(GIVEN TEXT)
--------------------------------------------------
[update] after 22.7.9 update the gateway suddenly dies after 1 day or so

Started by manilx, December 03, 2022, 11:19:45 PM

Previous topic - Next topic
Does this problem affect people who are not running Suricata, I ask because I thought I had read where someone said it does?
I'm a home user of OPNsense, not a networking expert.  I'd much appreciate it if you'd keep that in mind if replying to something I posted.  Many thanks!

Are you using Proxmox and running OPNsense in a VM?
If you are, please disable memory ballooning.
You can find the settings in:
OPNsense VM
Hardware -> Memory
Tick Advanced
Untick Ballooning Device

It seems that FreeBSD 13.1 and MangoDB does not like Proxmox using Ballooning memory and will exhibit modules in OPNsense failing than crashing the whole VM.

Quote from: manilx on December 26, 2022, 03:27:39 PM
@franco

UPDATE:

I have been running 22.7.10_2 and the previous update with the Suricata 6.0.9_1

I have found that for the last few days I get to a time when I see memory usage going up, swap space being used (I have 12GB assigned and pratically never use swap) and then suddenly some domains start not resolving.
Then even more stop resolving. A reboot fixes this.
I have switched from Unbound to DNSmasq but the same happens after a day or so.
I have reverted to OPNsense 22.7.8 have locked the suricata at 6.0.8_1 and updated again to 22.7.10_2

Running fine now again, with normal memory usage and all domains resolving.

So Suricata 6.0.9_1 DOES have issues still........
--------------------------------------------------
(RAW DATA)
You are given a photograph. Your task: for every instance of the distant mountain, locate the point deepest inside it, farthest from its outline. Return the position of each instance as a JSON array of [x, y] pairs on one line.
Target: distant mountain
--------------------------------------------------
(EXERCISE REQUIREMENTS)
In the OPNsense forum thread, which Suricata version did manilx lock before updating again to 22.7.10_2?

(ANSWER TO THIS TASK)
Suricata 6.0.8_1